SOURCE DOCUMENT

The current crisis centers around how little money Central States was able to collect from its members. That’s partially due to big employers like UPS dropping out and others going out of business. Critics, however, say there’s more to it than that.
“Like most union pension plans, Central States made promises it couldn’t keep,” the Heritage Foundation’s Rachel Greszler told Forbes. “They dug themselves into a deep hole.”
That hole was set to swallow Central States by 2025, according to a press release from the U.S. government’s Pension Benefit Guaranty Corporation.
Chantel Sheaks, U.S. Chamber of Commerce Executive Director of Retirement Policy, has a few bones to pick with critics like Greszler.
“If I hear one more time that these are union plans, I’m going to scream,” Sheaks told Forbes.
“They’re jointly administered by employers and unions. People don’t understand how they’re funded. The only contributions that go into these plans are made by employers. Unions don’t contribute to these at all.”
Arguments about nomenclature aside, Sheaks said that critics would do well to consider the broader picture.
“We could have rolled the dice and seen what happened,” Sheaks told Forbes. “If Central States hadn’t got the funding, the plan would have become insolvent. We’d have seen a lot more companies going bankrupt. That means less employees, less money going into communities. You also have employers that contribute to multiple plans. It leads to what we call the contagion effect. If a business would go bankrupt because of, say, Central States becoming insolvent, that business then can’t contribute to other plans it contributes to that are healthy.”
According to 2019 congressional testimony from Mariah Becker, the director of research and education for the advocacy group the National Coordinating Committee for Multiemployer Plans, the 10-year cost to the U.S. government of not finding a solution to the multiemployer pension crisis was between $170 billion and $240 billion. “These costs will continue for decades after the first 10-year budget window and, on a net present value basis, will cost between $332 billion and $479 billion over the 30-year period between 2019-2048,” Becker told Congress.

EXTRACTED INFORMATION

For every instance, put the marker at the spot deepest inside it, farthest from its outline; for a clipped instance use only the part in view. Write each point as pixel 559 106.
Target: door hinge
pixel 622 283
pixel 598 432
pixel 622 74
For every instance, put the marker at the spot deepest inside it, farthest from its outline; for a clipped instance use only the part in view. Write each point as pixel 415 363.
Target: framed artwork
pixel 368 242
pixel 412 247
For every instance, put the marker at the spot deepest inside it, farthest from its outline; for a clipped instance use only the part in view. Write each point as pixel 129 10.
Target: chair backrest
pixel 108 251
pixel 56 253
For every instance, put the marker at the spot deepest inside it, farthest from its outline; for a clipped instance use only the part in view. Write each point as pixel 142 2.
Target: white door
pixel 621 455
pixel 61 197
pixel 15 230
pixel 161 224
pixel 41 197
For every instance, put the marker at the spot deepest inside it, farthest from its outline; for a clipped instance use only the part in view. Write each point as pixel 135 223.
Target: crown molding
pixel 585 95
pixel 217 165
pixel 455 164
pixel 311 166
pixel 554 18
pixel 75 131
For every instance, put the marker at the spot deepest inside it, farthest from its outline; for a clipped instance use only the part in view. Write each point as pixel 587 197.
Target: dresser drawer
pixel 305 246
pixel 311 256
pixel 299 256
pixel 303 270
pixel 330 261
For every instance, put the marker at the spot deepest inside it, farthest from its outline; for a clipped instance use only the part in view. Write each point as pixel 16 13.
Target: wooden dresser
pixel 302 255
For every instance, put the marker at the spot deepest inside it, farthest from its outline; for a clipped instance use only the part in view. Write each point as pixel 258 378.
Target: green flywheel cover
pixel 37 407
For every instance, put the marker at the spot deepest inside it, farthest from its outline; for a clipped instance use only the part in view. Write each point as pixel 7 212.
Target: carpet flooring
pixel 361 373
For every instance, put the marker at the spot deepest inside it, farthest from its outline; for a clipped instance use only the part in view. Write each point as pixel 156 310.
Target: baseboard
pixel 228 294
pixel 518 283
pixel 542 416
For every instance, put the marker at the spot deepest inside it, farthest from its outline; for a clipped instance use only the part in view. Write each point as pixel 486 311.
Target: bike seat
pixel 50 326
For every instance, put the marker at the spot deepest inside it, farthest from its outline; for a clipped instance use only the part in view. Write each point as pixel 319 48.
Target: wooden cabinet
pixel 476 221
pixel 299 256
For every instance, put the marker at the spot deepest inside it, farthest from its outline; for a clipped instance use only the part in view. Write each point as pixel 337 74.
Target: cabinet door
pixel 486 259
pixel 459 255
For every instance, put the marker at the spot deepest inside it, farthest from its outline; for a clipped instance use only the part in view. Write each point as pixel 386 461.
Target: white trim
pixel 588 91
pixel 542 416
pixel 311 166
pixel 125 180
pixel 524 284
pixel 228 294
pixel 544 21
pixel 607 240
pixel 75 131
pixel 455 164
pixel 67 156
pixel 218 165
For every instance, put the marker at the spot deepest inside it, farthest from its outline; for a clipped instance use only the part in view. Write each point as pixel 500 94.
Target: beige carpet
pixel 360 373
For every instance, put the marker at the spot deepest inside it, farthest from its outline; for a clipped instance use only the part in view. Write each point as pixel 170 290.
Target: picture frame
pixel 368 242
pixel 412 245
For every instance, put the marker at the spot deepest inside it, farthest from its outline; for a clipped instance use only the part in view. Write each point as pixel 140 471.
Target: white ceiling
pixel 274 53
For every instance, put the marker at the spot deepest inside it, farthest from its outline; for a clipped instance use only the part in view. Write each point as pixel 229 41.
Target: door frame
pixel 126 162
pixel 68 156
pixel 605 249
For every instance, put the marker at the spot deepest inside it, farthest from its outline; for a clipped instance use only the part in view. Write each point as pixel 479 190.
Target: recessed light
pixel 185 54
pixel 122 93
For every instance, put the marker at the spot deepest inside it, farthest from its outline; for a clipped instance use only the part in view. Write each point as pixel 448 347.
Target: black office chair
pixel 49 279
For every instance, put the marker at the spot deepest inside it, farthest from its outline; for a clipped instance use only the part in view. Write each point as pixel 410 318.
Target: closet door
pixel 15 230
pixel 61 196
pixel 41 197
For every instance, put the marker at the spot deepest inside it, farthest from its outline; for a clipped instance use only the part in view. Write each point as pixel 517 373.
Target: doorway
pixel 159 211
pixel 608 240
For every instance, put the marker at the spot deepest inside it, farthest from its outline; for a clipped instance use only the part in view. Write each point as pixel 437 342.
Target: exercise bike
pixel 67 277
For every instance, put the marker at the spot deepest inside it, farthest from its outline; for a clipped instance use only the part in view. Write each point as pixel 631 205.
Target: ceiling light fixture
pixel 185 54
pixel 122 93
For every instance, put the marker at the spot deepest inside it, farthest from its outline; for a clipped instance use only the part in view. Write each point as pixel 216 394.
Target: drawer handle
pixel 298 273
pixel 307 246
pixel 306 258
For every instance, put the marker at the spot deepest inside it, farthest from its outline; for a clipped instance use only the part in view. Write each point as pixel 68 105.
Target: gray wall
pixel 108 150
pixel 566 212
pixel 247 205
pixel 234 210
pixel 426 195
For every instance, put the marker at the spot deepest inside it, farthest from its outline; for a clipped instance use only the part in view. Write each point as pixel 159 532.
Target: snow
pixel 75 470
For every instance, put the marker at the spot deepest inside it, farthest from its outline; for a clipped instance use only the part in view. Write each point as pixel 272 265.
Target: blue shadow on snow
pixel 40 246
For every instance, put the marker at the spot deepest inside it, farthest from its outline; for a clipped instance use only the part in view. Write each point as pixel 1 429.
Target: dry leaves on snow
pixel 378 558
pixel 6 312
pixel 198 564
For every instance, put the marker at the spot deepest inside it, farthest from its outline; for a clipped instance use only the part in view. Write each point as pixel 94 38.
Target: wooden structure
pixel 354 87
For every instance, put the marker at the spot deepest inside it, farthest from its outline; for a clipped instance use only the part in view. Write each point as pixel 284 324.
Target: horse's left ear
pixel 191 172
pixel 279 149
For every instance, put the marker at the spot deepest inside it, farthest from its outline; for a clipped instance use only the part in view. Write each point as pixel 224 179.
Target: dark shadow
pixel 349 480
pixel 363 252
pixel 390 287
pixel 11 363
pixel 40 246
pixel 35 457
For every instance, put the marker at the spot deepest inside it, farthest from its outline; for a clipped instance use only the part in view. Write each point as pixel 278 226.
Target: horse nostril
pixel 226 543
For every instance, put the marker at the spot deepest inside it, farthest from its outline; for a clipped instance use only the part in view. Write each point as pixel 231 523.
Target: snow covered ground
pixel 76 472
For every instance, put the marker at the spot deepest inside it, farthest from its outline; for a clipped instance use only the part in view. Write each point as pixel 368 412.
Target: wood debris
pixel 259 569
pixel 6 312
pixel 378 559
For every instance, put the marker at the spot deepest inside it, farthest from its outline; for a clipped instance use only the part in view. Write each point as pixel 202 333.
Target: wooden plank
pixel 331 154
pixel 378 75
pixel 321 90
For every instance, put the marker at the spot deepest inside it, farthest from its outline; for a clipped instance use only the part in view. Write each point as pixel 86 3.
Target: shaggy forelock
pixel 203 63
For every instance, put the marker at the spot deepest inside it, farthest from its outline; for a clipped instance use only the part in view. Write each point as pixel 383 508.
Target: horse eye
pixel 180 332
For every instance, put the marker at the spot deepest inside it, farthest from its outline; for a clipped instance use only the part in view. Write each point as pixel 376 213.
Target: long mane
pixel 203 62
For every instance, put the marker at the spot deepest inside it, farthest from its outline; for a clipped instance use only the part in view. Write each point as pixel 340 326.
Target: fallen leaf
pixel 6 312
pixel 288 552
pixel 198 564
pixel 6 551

WHAT IS REQUIRED
Continue the text about the Central States pension fund from its last sentence. The listing plays no part in what comes next.

RESULT OF THE TASK
Charles Blahous, a senior research strategist at George Mason University’s Mercatus Center, told Forbes that rather than this being a good deal for taxpayers, “it’s the worst of all worlds from a cost perspective.”
“This is the worst course of action because it throws money at the problem without requiring multiemployer plans to reform how they operate,” Blahous said. “It does nothing to stop the bleeding. In fact it’s worse than that, because it rewards plan sponsors who failed to fund their pensions, so it incentivizes underfunding even more than doing nothing would have.”
Blahous said he knows why the bailout happened — a reward to workers who reliably vote Democrat. “It’s a political payoff,” he told Forbes. “That’s all it is. The thing that’s so dangerous is that it tells everyone who responsibly funded their pensions that they’re a sucker.”
Greszler of the Heritage Foundation said she sympathized with the workers, but there was no compelling economic reason for the bailout.
“There’s no argument for this other than we don’t want workers to lose benefits they were promised,” she told Forbes. “It’s an example of being politically too big to fail.”